**Stated problem**
Retype the records word for word, from the line containing "For the scouting record, return for every instance of the front" to the line containing "For the scouting record, return for every instance of the sky", both of those lines included.

**Data shown**

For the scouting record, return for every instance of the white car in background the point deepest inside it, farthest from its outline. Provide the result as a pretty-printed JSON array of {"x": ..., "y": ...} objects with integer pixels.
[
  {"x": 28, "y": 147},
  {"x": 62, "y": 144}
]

...

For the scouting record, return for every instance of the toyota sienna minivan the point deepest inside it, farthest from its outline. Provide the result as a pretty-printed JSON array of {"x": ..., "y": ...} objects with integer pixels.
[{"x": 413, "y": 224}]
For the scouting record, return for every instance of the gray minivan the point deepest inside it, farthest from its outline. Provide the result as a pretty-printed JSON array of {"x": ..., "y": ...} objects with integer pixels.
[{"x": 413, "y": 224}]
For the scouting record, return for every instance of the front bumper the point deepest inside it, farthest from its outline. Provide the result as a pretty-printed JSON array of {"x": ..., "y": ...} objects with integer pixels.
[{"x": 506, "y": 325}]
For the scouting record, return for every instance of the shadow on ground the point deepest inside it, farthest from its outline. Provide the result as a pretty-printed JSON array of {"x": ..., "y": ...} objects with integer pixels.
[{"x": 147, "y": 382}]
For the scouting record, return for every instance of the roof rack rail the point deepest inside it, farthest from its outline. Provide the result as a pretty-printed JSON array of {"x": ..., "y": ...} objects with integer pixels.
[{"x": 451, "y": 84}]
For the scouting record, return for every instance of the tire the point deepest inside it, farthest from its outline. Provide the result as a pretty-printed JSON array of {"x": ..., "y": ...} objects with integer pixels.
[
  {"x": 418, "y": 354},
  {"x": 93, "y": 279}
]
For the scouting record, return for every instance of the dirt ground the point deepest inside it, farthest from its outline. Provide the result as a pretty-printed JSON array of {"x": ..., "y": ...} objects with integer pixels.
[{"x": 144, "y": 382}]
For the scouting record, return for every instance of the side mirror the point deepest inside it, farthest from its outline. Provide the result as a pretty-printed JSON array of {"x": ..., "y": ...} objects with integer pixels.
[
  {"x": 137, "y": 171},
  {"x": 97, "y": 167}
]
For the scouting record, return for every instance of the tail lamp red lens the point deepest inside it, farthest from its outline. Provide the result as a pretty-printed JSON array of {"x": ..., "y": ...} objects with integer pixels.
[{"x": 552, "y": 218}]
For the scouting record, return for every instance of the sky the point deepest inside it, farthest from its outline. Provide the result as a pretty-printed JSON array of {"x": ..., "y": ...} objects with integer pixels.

**Reply**
For the scouting record, return for every instance of the front bumper the point deepest inside it, farthest from its outline. Provide the result as a pretty-printed JSON array of {"x": ..., "y": ...} objects with integer pixels.
[{"x": 506, "y": 325}]
For the scouting record, return for every instance of the shadow on ground the point deepest inside it, farthest from its outline. Provide the result as a pretty-printed JSON array of {"x": ..., "y": ...} objects with integer pixels.
[{"x": 147, "y": 382}]
For the scouting record, return for every instance of the roof rack rail the point deepest inside it, farthest from its outline. Provide the result as a pretty-printed JSON array of {"x": ..., "y": ...} objects with integer pixels.
[{"x": 451, "y": 84}]
For the scouting record, return for every instance of the tire the point deepest inside it, farthest from its outline. Provide the result as a pretty-printed JSON array of {"x": ..., "y": ...} objects with integer pixels.
[
  {"x": 418, "y": 354},
  {"x": 93, "y": 279}
]
For the scouting record, return for every instance of the dirt ground the point deepest inside it, farthest from its outline. Provide the result as a pretty-printed JSON array of {"x": ..., "y": ...} objects with integer pixels.
[{"x": 144, "y": 382}]
For the scouting record, return for every instance of the side mirror the point deepest inside it, farthest from its outline. Provide the result as a pretty-printed JSON array of {"x": ..., "y": ...} objects with integer pixels.
[
  {"x": 137, "y": 171},
  {"x": 97, "y": 167}
]
For the scouting record, return for every instance of the tail lamp red lens the point deepest inside it, farthest from its outline. Provide the result as a pretty-printed JSON array of {"x": ..., "y": ...} objects with integer pixels.
[{"x": 552, "y": 218}]
For the scouting record, return for every instance of the sky the point deepest inside it, farthest from its outline. Provide the result as a pretty-printed JSON array of {"x": ..., "y": ...} objects with integer pixels.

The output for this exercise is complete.